##### Passage given #####

Aditya P. Gurajada edited this page May 3, 2024 · 14 revisions

What is L3 and LOC?

L3 is a standalone high-performance mmap()'ed based logging library that can be used with C/C++ programs

LOC is an independent Line-Of-Code tracking library also designed for C/C++ programs.

L3 is integrated with LOC to generate log-entries capturing the exact line-of-code where the log-entry was generated.

Simple C-APIs are provided that can be used in user-applications. Python scripts are provided to generate required source / header files and to dump L3-log dumps.

Sample Outputs

A sample output from a unit-test in this repo for L3-logging is shown below.

---- Run L3 unit-tests: ----
./build/release/bin/unit/l3_dump.py-test
Generated fast log-entries to log-file: /tmp/l3.c-fast-unit-test.dat
Generated slow log-entries to log-file: /tmp/l3.c-small-unit-test.dat

Executing the unit-test binary, ./build/release/bin/unit/l3_dump.py-test, generates two L3-log files. At run-time, very compact logging is performed, each log-entry consuming exactly 32-bytes. Currently, we support C-printf()-style messages, with 2 64-bit arguments.

Dumping one of the files unpacks the message logged, substituting the argument-values, to produce this output:

$ python3 l3_dump.py --log-file /tmp/l3.c-small-unit-test.dat --binary ./build/release/bin/unit/l3_dump.py-test

tid=103141 'Simple-log-msg-Args(arg1=1, arg2=2)'
tid=103141 'Simple-log-msg-Args(arg3=3, arg4=4)'
tid=103141 'Potential memory overwrite (addr=0xdeadbabe, size=1024)'
tid=103141 'Invalid buffer handle (addr=0xbeefabcd), lockrec=0x0'
Unpacked nentries=4 log-entries.

##### Dataset excerpts #####

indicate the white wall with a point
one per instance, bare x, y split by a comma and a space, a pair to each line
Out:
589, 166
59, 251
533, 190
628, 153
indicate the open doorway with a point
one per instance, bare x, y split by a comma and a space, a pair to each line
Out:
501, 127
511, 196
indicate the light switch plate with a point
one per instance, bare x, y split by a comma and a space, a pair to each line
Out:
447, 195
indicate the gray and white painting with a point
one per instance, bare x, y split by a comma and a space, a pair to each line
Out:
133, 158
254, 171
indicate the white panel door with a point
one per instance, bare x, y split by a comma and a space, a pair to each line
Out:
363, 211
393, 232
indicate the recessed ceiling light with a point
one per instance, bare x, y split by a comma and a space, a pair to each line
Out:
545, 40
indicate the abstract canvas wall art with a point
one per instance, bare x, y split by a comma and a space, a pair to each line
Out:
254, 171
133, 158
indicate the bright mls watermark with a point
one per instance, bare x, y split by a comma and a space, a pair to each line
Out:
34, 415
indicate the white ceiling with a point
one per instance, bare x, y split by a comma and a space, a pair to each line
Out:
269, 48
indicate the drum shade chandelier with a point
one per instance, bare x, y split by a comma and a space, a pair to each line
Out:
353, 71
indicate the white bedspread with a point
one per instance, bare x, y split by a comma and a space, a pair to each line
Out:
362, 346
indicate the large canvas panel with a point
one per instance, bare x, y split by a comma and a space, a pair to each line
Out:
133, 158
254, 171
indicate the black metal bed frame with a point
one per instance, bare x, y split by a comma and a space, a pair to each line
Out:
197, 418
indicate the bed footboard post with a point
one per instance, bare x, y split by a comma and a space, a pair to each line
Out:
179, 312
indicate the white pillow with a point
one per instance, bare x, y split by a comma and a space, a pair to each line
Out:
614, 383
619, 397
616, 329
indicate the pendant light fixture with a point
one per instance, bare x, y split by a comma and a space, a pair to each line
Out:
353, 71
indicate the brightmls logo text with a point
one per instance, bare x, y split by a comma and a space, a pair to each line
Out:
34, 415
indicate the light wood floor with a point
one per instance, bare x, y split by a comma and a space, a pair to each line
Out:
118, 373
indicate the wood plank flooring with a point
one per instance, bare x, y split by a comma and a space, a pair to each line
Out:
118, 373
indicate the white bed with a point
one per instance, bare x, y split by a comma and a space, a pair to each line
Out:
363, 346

#####

> _Jobs_
**A.** Based on the page describing the L3 and LOC libraries, do these statements agree with it? (i) Each L3 log-entry takes up exactly 32 bytes at run-time. (ii) LOC is a line-of-code tracking library made for Python programs. (iii) Messages can currently carry four 64-bit arguments. For each, answer yes or no and quote the words that decide it.
**B.** From the page describing the L3 and LOC libraries, list every log message that appears in the dump output, in quotes, after "tid=103141".
**C.** Carry on with the page describing the L3 and LOC libraries, starting after its final line.

> _Responses to the exercise_
**A.**
(i) Yes: "each log-entry consuming exactly 32-bytes"
(ii) No: "LOC is an independent Line-Of-Code tracking library also designed for C/C++ programs."
(iii) No: "Currently, we support C-printf()-style messages, with 2 64-bit arguments."

**B.**
1. 'Simple-log-msg-Args(arg1=1, arg2=2)'
2. 'Simple-log-msg-Args(arg3=3, arg4=4)'
3. 'Potential memory overwrite (addr=0xdeadbabe, size=1024)'
4. 'Invalid buffer handle (addr=0xbeefabcd), lockrec=0x0'

**C.**
The workflow is similar when L3-LOC-logging is performed.

The application has to be re-built with the L3_LOC_ENABLED={1,2} environment variable, to generate the LOC-ID at compile-time, which gets logged as part of the L3-logging call. (Certain Makefile-build steps, discussed further below, have to be added to your project to include the LOC-specific files as part of the build.)

Dumping the L3-log-file produces this output, where the LOC-ID is expanded to the source-location where the logging was performed:

$ python3 l3_dump.py --log-file /tmp/l3.c-small-test.dat --binary ./build/release/bin/use-cases/single-file-C-program

tid=103253 single-file-C-program/test-main.c:76  'Simple-log-msg-Args(arg1=1, arg2=2)'
tid=103253 single-file-C-program/test-main.c:77  'Potential memory overwrite (addr=0xdeadbabe, size=1024)'
tid=103253 single-file-C-program/test-main.c:78  'Invalid buffer handle (addr=0xbeefabcd), refcount=0'
tid=103253 single-file-C-program/test-main.c:79  'Fast-logging msg1=10, addr=0xdeadbeef'
tid=103253 single-file-C-program/test-main.c:80  'Fast-logging msg2=20, addr=0xbeefbabe'
Unpacked nentries=5 log-entries.

The dumping utility, l3_dump.py unpacks the unique LOC-ID field to produce the source-code information, as seen above.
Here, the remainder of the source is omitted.